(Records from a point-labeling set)

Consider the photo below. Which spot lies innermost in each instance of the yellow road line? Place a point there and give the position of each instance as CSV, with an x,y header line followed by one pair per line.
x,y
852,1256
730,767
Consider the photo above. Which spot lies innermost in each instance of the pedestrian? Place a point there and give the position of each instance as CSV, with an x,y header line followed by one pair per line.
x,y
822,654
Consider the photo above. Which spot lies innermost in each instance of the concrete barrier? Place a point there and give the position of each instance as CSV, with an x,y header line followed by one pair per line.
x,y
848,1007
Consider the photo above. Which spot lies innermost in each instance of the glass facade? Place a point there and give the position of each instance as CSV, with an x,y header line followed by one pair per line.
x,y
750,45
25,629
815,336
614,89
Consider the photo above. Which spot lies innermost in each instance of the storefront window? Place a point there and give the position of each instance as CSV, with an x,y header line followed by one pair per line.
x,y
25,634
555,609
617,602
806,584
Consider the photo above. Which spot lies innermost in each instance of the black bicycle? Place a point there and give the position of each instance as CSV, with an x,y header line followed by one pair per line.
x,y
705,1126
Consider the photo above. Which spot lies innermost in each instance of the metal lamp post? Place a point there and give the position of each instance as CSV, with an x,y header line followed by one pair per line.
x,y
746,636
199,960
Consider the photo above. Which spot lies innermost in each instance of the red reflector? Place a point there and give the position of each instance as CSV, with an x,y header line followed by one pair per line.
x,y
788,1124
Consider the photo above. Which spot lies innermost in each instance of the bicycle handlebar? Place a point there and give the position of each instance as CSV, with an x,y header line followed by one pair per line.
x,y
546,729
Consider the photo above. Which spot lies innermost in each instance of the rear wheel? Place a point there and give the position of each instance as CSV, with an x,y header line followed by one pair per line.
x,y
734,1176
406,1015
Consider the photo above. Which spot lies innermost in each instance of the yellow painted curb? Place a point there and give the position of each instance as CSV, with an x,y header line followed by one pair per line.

§ TO DO: Reproduce the data above, substituting "most central" for every occurrence of "innermost" and leaving everything else unchanged.

§ IN RESPONSE:
Consider the photo below. Which spot lies most central in each instance of the yellow road line? Place a point there and give the position of each instance as CSV, with an x,y header line followed by one pair per line.
x,y
852,1256
730,767
Consider the photo above. Which spot lies most central in each instance of the pedestrian? Place a point there and give the position of each instance as CSV, with an x,y header line followed by one pair per line.
x,y
822,654
Consider the photo above. Which spot lies most central in each instance of the concrete barrier? Place a point there and give the position of each instance as CSV, with an x,y header line followed by one pair per line.
x,y
848,1007
Consider the photo above. Which spot lies most central in each instance of the glass facade? Place a point there and give the position of each instance as CSV, with an x,y header line followed by one pair per line.
x,y
750,45
25,629
815,336
614,89
Consider the photo above. Which spot lies most central in each instance of the storefront window? Place a point there and give the position of each instance as CSV, with an x,y header line followed by one pair per line.
x,y
25,634
555,609
617,602
806,584
Consider the photo above. Which spot lies most central in each instance of the black bicycle? Place a point there and give the position of each instance as CSV, with an x,y header line followed by one pair per line.
x,y
705,1126
Consider the photo above. Which spot lies most central in each instance of the metal lamp post? Place a point there and give the position of each instance as CSV, with an x,y header line followed by one pair per line.
x,y
746,636
199,960
Consider the photo above. Which spot lies most central in each instance of the red reflector? Place a point there and give the position of each instance as CSV, with an x,y header line followed by one pair per line.
x,y
788,1124
Consider the photo above. Which spot lies most central in each instance of the bicycle handlebar? Place a point there and give the position of each instance as CSV, with an x,y header line followed by one pair per line.
x,y
546,729
Consider the photo above. Which spot lies most central in each instance of the rear wheel? Place a point there and give the position of each instance as CSV, with an x,y header line followed by one pair per line.
x,y
734,1176
406,1015
Consider the photo above. Which spot lies most central in each instance of the yellow painted curb? Place a point there and give the position of each instance as CSV, with an x,y header line followed by one pair per line.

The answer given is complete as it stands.